-- The data follows --

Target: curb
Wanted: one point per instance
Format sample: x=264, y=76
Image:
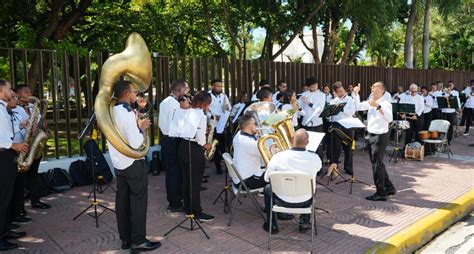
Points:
x=419, y=233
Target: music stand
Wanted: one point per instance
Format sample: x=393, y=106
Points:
x=95, y=203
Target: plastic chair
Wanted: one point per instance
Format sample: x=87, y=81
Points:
x=243, y=189
x=441, y=126
x=291, y=184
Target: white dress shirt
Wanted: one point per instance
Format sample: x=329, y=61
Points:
x=313, y=110
x=294, y=120
x=428, y=104
x=452, y=110
x=6, y=127
x=416, y=100
x=219, y=104
x=347, y=112
x=295, y=160
x=246, y=156
x=469, y=98
x=377, y=123
x=126, y=123
x=168, y=108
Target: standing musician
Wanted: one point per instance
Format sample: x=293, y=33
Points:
x=8, y=152
x=246, y=154
x=379, y=116
x=24, y=109
x=169, y=146
x=335, y=143
x=450, y=113
x=131, y=199
x=313, y=102
x=191, y=155
x=220, y=105
x=469, y=106
x=416, y=120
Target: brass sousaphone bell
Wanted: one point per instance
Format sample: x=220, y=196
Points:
x=135, y=63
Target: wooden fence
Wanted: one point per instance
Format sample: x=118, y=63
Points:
x=69, y=81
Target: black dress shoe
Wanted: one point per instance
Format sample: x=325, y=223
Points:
x=376, y=197
x=126, y=245
x=146, y=246
x=5, y=245
x=40, y=205
x=22, y=220
x=274, y=228
x=14, y=235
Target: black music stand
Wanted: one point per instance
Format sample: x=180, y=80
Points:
x=95, y=203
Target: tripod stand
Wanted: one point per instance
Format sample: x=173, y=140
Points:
x=397, y=150
x=194, y=222
x=94, y=203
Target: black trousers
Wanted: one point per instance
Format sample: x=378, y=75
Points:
x=415, y=127
x=8, y=174
x=192, y=163
x=335, y=146
x=451, y=118
x=131, y=202
x=173, y=178
x=318, y=128
x=469, y=112
x=376, y=147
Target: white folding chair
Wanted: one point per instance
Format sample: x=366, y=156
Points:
x=243, y=189
x=441, y=126
x=291, y=184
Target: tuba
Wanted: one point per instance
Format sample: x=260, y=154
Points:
x=135, y=63
x=36, y=139
x=282, y=137
x=209, y=154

-- The data concluded --

(Work required) Take the entries above and return only the lines from the one with "Target: black dress shoe" to the one with "Format sample: x=378, y=75", both included, unchanged.

(Answer section)
Target: black dress shoe
Wanted: one point per instance
Format sample: x=325, y=223
Points:
x=376, y=197
x=126, y=245
x=146, y=246
x=5, y=245
x=40, y=205
x=22, y=220
x=274, y=228
x=14, y=235
Target: black music stand
Wanted: one point per instance
Format sample: x=180, y=80
Points:
x=95, y=203
Target: tripod stand
Wanted: one point per instance
Format sample: x=173, y=140
Points:
x=397, y=150
x=194, y=222
x=94, y=203
Target: black trousers
Wanted: one point per instance
Format sample: x=378, y=75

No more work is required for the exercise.